• _EXERCISE TASK_: Write out the passage on logging primary forests word for word, from start to finish.

So our work is about resisting forestry, ie logging and road building in natural forests, in primary forests, for the protection of remaining biodiversity. So I think according to the latest kind of global analysis on primary forests, about 80% has been degraded through roads and logging, so that means that about 20% of Earth's forest cover has never been industrialized. Some of that is in BC. The intensive forest management simplifies natural forest ecosystems in a big way and we realized that that's what we should be focusing on here if we actually want to protect wildlife, protect other life forms. So we've spent the better part of six years doing public outreach and we hear from retired logging contractors, foresters, sometimes truck loggers, hunters, trappers, anglers that are very unhappy with the rate and scale of industrial logging of our last primary forests, and over that time we've interacted with probably thousands of people opposed to logging the remaining natural forests, which is really interesting considering where we are.

Michelle Connolly:

Even in northern BC, where our economy has revolved around the production of forest products, there's very little social license to log the remaining old growth but also other forms of primary forest, either for really high value products or pellets, which is, of course, an emerging problem. One of the things that triggered us forming our group is that we had the opinion that big environmental groups were far too moderate. They focus on what's politically achievable as opposed to what nature actually needs, which is to stop being annihilated. And so we formed the group so that we could say what we wanted to say anytime. So we're all volunteers and this is a labor of love. It's a vocation for most of us.

[Location identification items]
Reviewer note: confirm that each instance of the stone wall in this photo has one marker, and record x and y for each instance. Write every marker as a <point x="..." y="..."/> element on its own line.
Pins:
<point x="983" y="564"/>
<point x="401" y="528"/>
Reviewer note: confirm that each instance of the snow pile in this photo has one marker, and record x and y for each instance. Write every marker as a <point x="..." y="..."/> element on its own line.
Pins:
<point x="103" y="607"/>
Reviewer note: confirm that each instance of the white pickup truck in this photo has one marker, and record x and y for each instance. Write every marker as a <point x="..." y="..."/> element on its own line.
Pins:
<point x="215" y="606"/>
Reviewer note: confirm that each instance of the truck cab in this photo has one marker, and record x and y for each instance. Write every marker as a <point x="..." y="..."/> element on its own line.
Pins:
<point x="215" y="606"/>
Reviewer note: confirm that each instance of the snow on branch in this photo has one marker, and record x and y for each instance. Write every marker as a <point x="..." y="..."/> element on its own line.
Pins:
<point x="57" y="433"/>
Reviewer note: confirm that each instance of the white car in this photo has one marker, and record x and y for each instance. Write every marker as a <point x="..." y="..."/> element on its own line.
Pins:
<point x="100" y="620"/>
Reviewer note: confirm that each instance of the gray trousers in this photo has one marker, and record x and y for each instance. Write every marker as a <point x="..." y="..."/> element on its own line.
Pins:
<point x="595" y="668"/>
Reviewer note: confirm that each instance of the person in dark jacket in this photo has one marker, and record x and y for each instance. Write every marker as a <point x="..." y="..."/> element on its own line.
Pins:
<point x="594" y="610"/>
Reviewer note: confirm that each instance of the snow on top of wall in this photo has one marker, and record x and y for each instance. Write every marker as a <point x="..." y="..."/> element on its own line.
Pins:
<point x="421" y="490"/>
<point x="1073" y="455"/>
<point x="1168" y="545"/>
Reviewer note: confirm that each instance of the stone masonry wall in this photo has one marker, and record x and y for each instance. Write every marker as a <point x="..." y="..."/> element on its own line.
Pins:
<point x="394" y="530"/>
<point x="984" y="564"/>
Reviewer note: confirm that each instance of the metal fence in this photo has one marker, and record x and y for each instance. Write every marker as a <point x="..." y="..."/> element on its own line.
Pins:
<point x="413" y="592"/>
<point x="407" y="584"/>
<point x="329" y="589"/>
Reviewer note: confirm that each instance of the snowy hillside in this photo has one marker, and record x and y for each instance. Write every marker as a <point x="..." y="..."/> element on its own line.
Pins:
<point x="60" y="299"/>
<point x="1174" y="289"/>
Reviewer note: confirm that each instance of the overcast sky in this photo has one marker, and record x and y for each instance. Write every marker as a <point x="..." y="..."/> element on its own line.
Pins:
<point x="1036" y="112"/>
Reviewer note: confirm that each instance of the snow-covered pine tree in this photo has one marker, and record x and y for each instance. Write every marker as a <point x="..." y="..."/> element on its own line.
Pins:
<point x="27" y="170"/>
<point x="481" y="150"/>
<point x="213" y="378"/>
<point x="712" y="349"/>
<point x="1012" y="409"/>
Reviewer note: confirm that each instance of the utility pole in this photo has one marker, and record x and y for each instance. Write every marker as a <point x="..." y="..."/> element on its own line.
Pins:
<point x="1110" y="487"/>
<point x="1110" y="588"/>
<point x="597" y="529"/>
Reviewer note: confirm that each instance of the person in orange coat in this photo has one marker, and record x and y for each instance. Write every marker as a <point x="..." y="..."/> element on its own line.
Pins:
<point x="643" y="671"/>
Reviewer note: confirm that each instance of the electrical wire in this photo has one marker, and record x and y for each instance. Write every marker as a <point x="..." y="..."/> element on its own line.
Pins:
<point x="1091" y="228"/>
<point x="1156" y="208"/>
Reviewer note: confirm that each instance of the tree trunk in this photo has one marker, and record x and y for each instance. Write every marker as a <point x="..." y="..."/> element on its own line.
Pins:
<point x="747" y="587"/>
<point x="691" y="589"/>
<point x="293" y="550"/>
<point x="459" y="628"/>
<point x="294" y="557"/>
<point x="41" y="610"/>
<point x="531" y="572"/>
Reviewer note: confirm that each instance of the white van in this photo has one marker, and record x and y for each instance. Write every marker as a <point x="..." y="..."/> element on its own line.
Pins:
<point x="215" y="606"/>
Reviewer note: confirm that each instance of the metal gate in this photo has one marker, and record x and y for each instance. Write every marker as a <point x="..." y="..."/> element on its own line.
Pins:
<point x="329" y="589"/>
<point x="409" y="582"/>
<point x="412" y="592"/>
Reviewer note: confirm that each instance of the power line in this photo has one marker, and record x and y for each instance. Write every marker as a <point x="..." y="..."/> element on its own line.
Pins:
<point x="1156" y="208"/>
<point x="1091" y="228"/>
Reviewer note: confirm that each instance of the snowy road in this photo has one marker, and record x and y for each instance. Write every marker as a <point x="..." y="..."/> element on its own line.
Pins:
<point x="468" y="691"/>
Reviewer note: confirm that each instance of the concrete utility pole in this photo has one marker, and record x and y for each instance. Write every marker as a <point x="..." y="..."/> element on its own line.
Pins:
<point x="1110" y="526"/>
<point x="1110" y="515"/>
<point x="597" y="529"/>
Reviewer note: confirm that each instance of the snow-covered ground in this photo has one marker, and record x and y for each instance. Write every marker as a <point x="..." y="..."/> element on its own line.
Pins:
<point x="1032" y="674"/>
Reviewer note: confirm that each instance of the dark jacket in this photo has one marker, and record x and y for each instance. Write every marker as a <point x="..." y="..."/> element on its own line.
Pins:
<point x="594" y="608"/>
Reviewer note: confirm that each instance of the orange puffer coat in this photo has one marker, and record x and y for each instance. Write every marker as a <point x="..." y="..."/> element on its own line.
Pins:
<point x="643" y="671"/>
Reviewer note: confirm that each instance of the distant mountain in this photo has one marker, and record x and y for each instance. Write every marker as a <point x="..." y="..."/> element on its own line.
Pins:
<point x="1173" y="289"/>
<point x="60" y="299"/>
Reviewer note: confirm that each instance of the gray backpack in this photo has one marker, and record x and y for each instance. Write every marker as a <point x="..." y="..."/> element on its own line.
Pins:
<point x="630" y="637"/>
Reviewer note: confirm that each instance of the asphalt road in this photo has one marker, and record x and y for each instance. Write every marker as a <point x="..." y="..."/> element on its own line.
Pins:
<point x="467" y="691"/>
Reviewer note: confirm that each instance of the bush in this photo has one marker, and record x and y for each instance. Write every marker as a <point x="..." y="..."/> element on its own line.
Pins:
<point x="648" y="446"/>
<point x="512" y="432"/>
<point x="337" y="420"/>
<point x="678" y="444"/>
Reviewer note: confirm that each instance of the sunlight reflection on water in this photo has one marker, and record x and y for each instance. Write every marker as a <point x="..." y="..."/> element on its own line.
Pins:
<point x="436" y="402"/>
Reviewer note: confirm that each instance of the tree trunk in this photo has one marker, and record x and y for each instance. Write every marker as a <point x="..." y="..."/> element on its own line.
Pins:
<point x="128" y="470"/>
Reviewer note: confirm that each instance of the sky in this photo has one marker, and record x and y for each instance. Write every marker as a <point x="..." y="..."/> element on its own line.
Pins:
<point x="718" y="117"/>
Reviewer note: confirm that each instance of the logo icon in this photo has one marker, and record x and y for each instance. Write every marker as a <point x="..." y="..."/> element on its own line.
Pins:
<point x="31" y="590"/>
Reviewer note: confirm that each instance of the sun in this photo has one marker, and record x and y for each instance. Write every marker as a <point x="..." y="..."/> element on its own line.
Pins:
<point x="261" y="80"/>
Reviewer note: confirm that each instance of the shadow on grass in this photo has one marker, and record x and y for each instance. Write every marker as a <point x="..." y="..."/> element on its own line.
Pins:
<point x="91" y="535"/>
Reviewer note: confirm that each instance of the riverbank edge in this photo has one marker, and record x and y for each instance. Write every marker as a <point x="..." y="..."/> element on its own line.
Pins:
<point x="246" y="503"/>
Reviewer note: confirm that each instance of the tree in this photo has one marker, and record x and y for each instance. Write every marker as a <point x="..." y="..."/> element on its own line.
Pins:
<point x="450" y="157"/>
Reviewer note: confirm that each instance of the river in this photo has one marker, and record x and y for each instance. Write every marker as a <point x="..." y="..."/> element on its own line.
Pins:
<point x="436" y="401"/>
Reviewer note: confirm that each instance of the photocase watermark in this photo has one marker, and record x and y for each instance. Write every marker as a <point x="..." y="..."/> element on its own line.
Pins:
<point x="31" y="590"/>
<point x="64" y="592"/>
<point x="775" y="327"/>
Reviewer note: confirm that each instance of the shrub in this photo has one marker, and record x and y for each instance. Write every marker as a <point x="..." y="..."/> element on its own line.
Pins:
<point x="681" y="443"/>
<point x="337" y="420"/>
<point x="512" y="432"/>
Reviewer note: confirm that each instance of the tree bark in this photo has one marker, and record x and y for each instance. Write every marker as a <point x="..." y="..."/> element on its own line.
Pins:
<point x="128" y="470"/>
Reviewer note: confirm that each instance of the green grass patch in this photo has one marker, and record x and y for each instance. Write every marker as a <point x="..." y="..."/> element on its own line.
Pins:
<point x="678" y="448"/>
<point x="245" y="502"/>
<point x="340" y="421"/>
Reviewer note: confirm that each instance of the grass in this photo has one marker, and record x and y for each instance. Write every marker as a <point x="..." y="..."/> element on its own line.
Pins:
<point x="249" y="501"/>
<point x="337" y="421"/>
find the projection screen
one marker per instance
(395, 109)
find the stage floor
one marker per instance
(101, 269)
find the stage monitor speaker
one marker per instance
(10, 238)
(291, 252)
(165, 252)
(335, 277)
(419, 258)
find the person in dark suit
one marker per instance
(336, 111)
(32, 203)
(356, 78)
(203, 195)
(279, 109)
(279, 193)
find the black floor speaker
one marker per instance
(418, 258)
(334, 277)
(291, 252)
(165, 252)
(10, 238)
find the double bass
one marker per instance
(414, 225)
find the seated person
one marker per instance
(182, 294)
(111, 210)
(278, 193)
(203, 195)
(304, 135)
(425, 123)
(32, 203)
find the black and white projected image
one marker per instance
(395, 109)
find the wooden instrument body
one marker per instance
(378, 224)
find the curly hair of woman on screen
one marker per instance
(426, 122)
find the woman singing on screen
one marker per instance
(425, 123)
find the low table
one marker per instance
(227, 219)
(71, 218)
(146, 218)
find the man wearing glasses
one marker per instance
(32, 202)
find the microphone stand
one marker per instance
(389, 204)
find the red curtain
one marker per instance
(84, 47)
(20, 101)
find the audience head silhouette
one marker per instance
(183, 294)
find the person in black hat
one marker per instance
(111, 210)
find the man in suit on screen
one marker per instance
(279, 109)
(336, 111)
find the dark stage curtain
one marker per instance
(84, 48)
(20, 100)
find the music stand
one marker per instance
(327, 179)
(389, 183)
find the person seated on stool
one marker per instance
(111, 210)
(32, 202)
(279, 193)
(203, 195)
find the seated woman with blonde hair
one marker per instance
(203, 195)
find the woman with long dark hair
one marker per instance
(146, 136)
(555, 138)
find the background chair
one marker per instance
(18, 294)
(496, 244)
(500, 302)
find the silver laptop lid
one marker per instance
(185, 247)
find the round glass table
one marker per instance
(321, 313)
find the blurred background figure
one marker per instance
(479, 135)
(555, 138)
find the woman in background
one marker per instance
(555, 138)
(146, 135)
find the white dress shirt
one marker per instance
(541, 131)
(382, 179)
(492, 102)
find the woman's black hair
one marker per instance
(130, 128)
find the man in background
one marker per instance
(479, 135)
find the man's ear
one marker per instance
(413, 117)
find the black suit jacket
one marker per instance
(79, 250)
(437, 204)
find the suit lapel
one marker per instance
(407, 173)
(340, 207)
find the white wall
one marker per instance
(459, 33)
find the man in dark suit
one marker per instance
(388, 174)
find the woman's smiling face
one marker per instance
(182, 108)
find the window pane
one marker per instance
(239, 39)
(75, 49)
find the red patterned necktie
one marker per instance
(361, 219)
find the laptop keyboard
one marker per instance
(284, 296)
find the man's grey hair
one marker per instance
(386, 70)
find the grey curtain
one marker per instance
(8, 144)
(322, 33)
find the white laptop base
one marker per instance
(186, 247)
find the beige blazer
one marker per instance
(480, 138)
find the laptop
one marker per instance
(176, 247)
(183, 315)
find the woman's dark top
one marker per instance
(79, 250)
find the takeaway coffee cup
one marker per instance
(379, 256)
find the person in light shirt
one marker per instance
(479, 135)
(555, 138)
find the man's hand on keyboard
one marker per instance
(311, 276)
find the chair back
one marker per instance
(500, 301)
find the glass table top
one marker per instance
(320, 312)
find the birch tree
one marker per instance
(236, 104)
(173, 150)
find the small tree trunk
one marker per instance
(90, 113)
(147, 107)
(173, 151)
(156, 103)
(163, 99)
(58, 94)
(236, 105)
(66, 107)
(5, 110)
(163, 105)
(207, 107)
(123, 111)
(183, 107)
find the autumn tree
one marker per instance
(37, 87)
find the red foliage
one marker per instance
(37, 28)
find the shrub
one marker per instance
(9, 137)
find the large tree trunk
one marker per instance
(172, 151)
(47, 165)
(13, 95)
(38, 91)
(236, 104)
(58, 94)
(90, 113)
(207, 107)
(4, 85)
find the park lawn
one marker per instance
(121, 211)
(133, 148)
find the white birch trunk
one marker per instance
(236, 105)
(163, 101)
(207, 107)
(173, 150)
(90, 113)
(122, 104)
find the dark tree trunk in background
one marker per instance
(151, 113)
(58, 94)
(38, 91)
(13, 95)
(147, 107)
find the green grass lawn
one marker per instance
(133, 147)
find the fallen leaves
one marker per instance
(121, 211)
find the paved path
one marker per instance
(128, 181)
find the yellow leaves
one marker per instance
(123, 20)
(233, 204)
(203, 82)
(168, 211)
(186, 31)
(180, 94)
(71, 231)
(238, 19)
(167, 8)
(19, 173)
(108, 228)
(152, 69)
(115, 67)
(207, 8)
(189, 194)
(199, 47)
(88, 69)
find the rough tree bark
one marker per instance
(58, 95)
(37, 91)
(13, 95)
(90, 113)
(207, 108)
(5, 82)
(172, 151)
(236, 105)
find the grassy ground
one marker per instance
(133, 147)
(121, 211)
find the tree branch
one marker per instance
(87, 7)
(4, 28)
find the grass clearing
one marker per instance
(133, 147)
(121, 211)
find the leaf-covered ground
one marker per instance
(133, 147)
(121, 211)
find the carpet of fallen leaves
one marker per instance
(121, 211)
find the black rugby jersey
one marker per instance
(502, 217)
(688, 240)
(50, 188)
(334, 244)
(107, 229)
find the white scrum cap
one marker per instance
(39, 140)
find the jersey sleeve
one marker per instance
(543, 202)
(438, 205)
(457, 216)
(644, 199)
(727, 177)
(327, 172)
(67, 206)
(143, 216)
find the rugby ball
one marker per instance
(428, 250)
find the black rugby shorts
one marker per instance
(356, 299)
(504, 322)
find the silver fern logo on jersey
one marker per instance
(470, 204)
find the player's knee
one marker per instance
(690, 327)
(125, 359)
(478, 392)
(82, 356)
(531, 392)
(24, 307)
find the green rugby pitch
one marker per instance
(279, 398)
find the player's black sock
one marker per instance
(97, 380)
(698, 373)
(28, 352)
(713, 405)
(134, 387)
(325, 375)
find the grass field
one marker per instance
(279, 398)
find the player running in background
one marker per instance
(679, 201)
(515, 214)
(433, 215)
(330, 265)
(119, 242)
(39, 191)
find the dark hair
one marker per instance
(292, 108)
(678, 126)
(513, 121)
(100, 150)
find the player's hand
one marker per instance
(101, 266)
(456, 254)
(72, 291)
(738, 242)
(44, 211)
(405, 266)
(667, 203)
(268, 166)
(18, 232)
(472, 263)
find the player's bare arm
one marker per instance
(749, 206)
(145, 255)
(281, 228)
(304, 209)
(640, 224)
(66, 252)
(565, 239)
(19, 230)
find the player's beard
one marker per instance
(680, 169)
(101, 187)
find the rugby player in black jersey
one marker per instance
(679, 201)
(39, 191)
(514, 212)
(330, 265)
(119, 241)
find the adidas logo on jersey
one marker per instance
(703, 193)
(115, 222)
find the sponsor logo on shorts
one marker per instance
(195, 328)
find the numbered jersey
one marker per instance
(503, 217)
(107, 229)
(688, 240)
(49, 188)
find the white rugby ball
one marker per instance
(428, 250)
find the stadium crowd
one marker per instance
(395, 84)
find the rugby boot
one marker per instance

• _EXERCISE ANSWER_:
So our work is about resisting forestry, ie logging and road building in natural forests, in primary forests, for the protection of remaining biodiversity. So I think according to the latest kind of global analysis on primary forests, about 80% has been degraded through roads and logging, so that means that about 20% of Earth's forest cover has never been industrialized. Some of that is in BC. The intensive forest management simplifies natural forest ecosystems in a big way and we realized that that's what we should be focusing on here if we actually want to protect wildlife, protect other life forms. So we've spent the better part of six years doing public outreach and we hear from retired logging contractors, foresters, sometimes truck loggers, hunters, trappers, anglers that are very unhappy with the rate and scale of industrial logging of our last primary forests, and over that time we've interacted with probably thousands of people opposed to logging the remaining natural forests, which is really interesting considering where we are.

Michelle Connolly:

Even in northern BC, where our economy has revolved around the production of forest products, there's very little social license to log the remaining old growth but also other forms of primary forest, either for really high value products or pellets, which is, of course, an emerging problem. One of the things that triggered us forming our group is that we had the opinion that big environmental groups were far too moderate. They focus on what's politically achievable as opposed to what nature actually needs, which is to stop being annihilated. And so we formed the group so that we could say what we wanted to say anytime. So we're all volunteers and this is a labor of love. It's a vocation for most of us.